Challenge
Please pick out each line of the data below that contains the word "foliage" and copy those lines in full.

Named-object pointing records:

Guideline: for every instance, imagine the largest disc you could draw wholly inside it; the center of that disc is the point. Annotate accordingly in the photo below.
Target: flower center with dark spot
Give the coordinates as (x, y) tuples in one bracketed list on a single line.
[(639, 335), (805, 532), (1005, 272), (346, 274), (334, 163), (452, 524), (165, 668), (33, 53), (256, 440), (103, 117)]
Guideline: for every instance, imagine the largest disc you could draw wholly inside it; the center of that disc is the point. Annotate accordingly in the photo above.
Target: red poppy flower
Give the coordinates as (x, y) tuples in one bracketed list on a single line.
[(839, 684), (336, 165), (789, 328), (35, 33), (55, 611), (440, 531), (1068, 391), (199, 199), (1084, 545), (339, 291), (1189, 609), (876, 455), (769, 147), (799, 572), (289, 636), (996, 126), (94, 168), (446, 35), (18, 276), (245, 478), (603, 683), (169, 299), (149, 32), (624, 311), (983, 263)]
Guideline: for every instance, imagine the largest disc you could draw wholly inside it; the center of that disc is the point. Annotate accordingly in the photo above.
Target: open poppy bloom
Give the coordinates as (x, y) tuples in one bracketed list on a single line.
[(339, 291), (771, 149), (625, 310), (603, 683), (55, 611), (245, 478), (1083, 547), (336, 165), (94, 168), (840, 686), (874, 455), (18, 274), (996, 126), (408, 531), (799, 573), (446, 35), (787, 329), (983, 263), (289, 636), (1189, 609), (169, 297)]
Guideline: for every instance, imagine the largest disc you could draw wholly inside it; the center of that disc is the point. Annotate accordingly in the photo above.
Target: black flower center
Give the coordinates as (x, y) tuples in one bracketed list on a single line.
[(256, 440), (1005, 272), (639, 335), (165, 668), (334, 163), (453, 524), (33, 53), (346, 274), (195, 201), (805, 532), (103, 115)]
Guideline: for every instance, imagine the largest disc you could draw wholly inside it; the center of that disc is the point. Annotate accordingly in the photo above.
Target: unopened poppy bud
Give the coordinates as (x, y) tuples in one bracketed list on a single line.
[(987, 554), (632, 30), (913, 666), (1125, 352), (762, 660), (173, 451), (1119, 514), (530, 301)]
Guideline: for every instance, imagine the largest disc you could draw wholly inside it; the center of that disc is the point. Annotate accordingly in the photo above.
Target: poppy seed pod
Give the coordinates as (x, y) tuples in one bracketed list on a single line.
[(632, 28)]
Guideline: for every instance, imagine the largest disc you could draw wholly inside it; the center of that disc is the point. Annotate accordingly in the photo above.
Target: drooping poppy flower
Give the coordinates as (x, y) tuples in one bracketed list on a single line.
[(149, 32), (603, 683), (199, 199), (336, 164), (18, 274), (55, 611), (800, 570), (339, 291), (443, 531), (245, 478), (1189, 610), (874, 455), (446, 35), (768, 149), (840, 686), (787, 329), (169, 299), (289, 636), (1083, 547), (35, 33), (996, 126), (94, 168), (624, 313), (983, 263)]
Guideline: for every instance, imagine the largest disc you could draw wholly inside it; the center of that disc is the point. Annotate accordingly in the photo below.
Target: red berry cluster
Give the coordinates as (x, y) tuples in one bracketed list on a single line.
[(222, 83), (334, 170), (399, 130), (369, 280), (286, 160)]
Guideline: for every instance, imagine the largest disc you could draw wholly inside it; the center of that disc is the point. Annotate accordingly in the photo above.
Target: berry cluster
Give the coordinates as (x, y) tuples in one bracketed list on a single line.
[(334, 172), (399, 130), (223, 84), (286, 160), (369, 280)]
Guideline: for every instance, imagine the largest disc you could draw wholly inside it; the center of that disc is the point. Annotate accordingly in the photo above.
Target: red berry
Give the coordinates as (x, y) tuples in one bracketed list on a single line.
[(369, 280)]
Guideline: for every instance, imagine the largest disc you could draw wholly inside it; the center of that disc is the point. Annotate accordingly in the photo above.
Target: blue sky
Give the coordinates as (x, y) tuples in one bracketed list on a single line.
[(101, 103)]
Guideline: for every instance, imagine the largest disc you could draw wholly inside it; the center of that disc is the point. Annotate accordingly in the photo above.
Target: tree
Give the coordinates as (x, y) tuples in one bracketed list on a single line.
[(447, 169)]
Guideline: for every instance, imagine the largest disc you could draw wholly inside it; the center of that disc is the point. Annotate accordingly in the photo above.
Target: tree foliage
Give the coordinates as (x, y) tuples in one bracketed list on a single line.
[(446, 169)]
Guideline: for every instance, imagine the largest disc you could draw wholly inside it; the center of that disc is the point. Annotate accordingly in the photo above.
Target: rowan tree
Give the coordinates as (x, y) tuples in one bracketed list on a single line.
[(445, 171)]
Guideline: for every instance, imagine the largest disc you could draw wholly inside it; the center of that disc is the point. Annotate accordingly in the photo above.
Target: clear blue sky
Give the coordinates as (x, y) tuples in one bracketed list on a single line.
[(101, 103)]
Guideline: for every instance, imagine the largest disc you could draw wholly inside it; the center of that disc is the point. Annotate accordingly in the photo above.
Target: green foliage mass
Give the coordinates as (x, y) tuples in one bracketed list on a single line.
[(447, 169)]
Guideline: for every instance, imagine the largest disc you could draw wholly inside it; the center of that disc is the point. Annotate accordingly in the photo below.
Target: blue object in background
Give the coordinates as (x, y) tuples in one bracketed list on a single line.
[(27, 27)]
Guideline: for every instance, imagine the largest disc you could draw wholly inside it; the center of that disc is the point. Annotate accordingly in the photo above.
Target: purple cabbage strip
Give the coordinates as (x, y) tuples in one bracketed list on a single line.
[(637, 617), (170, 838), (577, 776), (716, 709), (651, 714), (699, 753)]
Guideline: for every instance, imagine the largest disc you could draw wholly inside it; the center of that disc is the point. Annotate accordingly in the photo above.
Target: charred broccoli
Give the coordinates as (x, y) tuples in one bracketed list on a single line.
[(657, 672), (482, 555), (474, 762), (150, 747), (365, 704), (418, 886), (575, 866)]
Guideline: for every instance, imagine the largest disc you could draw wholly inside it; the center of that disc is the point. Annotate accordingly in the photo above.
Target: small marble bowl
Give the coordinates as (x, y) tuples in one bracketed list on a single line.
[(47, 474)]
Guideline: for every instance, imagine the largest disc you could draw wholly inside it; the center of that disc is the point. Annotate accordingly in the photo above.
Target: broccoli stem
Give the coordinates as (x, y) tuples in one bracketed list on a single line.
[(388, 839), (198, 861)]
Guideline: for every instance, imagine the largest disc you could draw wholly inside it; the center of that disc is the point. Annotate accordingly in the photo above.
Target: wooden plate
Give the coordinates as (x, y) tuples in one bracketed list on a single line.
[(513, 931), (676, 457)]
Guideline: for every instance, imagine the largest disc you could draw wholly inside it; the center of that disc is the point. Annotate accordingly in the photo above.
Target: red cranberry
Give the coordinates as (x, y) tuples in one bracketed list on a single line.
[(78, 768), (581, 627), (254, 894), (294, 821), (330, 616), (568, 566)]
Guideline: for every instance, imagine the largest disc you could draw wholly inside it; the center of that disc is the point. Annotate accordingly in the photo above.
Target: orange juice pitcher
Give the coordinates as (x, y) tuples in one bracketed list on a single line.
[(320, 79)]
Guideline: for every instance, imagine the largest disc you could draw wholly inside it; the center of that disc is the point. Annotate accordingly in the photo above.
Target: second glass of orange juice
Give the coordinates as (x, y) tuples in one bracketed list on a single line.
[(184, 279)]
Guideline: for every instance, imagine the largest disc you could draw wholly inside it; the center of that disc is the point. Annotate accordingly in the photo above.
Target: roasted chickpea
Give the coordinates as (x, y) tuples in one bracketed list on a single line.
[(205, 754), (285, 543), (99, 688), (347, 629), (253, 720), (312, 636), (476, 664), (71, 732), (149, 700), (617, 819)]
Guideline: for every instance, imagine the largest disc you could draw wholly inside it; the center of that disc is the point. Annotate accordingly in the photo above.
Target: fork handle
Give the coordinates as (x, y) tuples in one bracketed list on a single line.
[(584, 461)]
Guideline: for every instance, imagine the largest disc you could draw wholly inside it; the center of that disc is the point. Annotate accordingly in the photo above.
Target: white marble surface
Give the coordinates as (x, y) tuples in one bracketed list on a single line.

Response to this task
Target: tree foliage
Target: green foliage mass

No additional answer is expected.